ISTRUZIONI E REQUISITI »
Nell'estratto sulla Fenomenologia riportato più sotto, elenca tutti gli aspetti del testo hegeliano su cui il numero della rivista si propone di tornare a riflettere.

ESTRATTO DEL DOCUMENTO »
┄┄┄┄┄┄

Orbene, rispetto a tale complessità dell’opera hegeliana e alla variegatissima gamma d’interpretazioni che di essa è stata data nel corso di due secoli, il numero di «Post-filosofie» che dedichiamo alla Fenomenologia non può che essere, evidentemente, segnato da una prospettiva storiografica ed esegetico-critica assai parziale e specifica. In continuità con i precedenti numeri della rivista, si è deciso di privilegiare il tema e il problema del «riconoscimento» e, alla luce di questa configurazione concettuale ed eticopolitica – molto dibattuta, com’è noto, nella discussione contemporanea – provare a tornare a riflettere sulla ricchezza, le sedimentazioni di senso, le difficoltà del testo hegeliano e, più in generale, della sua fortuna e della sua possibile utilizzazione attuale.

┄┄┄┄┄┄

ESTRATTI DEI DATI »
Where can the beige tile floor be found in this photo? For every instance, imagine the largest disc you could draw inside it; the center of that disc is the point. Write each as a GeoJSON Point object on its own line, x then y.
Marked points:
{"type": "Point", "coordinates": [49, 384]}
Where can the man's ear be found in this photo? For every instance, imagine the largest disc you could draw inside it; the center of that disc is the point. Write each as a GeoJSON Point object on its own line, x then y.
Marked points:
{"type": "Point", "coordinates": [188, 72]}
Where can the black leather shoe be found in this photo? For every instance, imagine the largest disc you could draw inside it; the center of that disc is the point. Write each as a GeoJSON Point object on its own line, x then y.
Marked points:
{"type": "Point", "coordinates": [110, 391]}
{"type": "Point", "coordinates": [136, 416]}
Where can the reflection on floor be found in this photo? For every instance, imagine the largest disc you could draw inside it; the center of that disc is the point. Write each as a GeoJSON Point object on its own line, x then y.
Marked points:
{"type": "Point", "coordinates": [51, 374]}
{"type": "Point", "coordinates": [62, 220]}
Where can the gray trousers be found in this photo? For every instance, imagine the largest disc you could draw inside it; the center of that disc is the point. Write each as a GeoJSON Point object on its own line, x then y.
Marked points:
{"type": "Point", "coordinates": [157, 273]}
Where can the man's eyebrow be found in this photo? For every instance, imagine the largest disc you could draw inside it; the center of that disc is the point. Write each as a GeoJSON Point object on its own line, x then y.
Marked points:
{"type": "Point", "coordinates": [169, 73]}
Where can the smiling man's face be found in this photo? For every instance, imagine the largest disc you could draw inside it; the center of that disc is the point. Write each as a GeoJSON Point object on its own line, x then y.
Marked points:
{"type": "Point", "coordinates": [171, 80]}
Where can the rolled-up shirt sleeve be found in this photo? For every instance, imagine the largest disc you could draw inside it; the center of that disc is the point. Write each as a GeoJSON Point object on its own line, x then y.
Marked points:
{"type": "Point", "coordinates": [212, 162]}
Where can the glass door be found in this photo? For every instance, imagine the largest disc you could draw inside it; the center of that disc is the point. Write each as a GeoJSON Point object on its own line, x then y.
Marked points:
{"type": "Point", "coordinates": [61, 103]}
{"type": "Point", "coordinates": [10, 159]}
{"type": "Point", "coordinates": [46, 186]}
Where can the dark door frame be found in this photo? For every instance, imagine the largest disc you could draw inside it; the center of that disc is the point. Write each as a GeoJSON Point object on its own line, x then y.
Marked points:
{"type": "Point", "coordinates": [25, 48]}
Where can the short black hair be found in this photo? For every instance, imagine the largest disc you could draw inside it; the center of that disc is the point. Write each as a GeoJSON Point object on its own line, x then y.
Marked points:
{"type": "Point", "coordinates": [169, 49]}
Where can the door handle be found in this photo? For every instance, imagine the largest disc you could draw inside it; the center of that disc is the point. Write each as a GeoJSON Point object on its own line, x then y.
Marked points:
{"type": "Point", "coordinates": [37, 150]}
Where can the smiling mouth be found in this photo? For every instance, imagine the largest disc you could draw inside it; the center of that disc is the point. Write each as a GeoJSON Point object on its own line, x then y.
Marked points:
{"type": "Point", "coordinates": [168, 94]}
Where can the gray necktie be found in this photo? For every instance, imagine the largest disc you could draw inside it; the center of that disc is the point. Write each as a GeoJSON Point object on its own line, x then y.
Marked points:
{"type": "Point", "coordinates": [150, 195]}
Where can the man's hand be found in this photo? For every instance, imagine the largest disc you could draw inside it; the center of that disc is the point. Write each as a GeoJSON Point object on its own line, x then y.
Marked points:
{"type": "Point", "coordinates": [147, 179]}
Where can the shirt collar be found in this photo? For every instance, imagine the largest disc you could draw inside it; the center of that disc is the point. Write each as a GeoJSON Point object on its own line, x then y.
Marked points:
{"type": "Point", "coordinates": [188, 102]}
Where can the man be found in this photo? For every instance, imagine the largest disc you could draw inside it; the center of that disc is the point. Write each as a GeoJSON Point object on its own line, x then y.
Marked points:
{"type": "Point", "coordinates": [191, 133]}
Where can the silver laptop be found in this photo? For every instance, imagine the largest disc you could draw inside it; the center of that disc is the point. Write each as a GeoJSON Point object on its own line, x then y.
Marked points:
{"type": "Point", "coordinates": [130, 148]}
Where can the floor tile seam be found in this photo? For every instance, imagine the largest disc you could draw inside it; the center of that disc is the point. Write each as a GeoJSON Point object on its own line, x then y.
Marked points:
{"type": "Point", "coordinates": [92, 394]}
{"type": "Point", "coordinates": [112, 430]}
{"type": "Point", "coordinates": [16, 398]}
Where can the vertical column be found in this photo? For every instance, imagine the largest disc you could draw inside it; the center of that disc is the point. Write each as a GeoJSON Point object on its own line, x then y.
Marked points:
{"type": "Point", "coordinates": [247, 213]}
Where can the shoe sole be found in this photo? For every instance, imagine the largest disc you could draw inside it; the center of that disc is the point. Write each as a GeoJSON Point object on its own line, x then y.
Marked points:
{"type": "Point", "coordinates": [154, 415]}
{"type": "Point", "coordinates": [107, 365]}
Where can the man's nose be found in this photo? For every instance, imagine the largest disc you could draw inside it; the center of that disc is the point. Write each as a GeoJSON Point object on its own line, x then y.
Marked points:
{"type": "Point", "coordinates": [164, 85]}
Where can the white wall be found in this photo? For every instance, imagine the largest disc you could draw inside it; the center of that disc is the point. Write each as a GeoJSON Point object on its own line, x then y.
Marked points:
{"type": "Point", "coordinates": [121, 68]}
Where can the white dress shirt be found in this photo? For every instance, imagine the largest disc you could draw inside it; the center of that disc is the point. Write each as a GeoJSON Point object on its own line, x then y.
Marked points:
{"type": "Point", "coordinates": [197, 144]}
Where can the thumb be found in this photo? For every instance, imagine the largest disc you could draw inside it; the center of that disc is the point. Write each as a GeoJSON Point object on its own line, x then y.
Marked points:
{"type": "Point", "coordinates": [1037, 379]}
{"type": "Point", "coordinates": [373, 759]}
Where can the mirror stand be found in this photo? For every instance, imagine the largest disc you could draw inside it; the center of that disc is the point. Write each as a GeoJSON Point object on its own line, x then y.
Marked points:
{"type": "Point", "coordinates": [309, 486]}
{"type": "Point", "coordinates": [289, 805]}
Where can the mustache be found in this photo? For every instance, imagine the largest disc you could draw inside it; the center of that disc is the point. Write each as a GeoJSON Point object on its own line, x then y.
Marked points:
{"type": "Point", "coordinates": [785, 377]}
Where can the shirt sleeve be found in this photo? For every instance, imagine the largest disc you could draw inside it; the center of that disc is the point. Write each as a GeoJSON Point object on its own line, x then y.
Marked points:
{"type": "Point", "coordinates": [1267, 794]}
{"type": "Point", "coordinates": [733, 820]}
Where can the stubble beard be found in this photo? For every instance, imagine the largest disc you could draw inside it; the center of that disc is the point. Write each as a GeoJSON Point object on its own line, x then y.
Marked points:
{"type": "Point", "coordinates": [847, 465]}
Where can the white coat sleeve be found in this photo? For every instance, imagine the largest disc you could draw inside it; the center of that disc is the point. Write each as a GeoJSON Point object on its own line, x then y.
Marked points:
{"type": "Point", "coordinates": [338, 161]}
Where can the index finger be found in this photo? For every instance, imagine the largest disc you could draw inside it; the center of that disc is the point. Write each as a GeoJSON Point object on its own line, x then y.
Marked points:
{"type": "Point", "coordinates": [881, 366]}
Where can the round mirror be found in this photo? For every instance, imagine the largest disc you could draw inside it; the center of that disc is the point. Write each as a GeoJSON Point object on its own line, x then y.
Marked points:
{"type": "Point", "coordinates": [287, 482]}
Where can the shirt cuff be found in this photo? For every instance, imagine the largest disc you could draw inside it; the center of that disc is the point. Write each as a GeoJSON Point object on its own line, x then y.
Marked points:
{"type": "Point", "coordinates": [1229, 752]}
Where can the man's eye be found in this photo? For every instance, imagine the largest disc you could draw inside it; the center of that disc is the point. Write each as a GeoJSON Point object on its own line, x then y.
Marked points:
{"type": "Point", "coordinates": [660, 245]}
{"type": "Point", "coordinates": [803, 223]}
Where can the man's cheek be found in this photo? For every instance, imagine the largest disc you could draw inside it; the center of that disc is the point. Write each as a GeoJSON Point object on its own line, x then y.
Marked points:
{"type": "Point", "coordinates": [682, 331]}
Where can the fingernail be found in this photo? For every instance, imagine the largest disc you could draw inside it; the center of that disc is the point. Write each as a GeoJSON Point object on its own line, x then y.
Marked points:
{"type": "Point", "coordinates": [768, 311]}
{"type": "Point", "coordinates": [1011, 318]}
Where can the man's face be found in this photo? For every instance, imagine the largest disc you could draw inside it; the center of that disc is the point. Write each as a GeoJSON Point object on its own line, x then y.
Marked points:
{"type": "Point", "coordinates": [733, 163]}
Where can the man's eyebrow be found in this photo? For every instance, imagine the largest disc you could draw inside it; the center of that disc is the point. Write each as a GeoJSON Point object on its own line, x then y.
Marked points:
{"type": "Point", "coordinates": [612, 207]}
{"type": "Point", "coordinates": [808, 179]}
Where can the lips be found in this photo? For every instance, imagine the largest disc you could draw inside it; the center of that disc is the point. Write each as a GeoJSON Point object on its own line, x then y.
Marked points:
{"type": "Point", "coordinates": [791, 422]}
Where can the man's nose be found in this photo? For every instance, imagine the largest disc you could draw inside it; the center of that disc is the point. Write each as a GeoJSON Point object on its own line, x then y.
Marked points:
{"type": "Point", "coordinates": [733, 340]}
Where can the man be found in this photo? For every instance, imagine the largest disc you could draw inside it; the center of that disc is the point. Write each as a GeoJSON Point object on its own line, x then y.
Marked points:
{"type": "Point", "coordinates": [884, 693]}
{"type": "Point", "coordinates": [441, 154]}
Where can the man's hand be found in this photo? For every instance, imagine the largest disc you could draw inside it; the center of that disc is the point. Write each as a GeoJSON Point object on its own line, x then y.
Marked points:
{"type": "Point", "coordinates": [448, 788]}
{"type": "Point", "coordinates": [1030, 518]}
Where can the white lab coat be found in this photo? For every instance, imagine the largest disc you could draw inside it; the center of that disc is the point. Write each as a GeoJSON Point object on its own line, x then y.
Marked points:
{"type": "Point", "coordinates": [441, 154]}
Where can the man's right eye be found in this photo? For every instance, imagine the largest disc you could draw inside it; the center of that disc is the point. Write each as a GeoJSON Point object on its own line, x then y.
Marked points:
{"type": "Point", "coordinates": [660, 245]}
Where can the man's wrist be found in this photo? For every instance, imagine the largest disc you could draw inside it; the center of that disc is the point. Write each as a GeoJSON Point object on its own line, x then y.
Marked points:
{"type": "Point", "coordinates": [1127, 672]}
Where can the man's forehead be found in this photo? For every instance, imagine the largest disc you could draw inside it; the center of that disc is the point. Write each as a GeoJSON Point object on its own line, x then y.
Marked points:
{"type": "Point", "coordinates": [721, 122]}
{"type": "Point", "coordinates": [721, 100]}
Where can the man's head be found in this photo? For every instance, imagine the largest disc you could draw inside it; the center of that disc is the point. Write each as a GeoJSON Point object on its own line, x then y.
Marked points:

┄┄┄┄┄┄

RISULTATO DELL'ESERCIZIO »
- la ricchezza
- le sedimentazioni di senso
- le difficoltà
- la sua fortuna
- la sua possibile utilizzazione attuale